▸ What you should do:
Up to and including the line with "Category: white dome", reproduce the listing below exactly, beginning at its first line.

▸ Records for processing:
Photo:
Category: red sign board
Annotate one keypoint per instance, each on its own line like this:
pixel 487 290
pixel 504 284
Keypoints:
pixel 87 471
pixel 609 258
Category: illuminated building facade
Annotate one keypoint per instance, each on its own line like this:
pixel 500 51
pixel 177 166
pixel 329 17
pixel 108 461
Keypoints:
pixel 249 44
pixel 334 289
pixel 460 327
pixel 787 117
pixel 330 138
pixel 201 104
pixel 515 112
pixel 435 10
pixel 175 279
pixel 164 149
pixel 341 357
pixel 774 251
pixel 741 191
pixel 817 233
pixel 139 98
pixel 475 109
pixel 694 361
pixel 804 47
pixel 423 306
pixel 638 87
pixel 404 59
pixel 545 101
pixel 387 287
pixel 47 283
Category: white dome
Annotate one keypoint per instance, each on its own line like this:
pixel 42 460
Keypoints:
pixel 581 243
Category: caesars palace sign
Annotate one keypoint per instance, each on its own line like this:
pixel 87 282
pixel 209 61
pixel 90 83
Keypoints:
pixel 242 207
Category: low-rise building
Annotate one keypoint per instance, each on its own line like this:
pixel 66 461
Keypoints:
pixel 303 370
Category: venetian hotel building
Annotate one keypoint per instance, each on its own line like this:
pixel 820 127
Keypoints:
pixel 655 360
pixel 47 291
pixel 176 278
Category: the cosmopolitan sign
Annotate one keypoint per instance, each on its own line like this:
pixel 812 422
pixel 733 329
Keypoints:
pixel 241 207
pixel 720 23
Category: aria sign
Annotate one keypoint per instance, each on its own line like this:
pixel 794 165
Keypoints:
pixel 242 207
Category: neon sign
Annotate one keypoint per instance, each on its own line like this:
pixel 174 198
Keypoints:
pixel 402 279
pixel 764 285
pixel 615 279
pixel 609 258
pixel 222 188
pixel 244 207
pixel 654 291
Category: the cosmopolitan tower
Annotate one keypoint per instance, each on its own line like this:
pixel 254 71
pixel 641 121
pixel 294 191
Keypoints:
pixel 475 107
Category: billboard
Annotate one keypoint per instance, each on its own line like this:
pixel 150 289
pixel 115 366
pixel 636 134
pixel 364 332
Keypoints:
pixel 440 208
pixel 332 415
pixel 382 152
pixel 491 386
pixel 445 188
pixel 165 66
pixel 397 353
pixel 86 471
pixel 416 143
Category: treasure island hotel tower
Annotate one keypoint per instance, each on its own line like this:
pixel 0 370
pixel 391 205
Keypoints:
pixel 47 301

▸ Exercise result:
Photo:
Category: red sign board
Annotate one keypoint per instance, each on its own line like this:
pixel 487 290
pixel 504 284
Keypoints:
pixel 87 471
pixel 609 258
Category: illuminated building facade
Annotate one keypoint per instance, each on its own line like this:
pixel 500 51
pixel 177 166
pixel 329 17
pixel 108 461
Keypoints:
pixel 249 44
pixel 334 289
pixel 460 327
pixel 787 117
pixel 330 138
pixel 201 104
pixel 515 112
pixel 435 10
pixel 175 279
pixel 164 149
pixel 341 357
pixel 774 251
pixel 741 191
pixel 817 233
pixel 139 98
pixel 475 109
pixel 694 361
pixel 804 47
pixel 423 306
pixel 638 87
pixel 404 59
pixel 545 101
pixel 387 287
pixel 47 283
Category: white dome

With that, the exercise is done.